▶ [TASK PROMPT] Which lines in the records below contain the word "jeans"? Pull out each of them in full.
□ □ □
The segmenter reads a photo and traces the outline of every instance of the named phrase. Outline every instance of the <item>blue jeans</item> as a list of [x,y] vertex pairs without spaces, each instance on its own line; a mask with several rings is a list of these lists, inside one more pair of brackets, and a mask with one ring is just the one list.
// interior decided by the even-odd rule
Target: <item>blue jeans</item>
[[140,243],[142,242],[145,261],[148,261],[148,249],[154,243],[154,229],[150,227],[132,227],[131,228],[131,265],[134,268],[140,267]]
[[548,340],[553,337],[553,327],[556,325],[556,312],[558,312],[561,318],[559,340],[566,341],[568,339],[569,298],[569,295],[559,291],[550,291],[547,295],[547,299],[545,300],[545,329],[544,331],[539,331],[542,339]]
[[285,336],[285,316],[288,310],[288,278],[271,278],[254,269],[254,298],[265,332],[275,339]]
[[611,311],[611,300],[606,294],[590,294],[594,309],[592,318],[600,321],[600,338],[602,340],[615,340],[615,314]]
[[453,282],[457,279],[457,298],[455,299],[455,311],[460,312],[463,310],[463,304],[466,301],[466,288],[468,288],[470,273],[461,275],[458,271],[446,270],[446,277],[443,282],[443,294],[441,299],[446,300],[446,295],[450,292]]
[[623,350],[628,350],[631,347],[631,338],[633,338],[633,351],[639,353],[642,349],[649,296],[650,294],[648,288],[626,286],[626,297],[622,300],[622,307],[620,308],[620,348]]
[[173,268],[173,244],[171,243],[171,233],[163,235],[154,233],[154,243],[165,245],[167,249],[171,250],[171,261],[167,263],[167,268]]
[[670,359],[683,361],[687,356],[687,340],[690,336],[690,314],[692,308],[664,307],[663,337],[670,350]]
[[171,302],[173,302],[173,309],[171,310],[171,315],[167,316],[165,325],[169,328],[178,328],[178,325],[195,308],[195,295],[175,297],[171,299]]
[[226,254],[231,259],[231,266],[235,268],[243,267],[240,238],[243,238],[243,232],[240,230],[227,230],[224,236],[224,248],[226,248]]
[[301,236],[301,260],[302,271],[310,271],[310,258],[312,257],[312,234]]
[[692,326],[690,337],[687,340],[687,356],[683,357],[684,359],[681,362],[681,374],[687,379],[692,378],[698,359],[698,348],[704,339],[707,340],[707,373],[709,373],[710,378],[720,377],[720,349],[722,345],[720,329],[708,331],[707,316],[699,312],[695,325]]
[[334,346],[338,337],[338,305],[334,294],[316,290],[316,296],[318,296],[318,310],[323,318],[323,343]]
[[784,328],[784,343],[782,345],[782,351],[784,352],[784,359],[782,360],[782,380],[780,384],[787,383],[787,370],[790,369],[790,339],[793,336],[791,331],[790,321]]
□ □ □
▶ [RIGHT ANSWER]
The segmenter reads a photo and traces the outline of every instance of the named phrase. Outline every instance of the <item>blue jeans</item> as a list of [x,y] vertex pairs without spaces, each instance on its own line; a mask with several rings is a list of these lists, inside one more pair of brackets, and a mask with one ring is just the one list.
Target: <item>blue jeans</item>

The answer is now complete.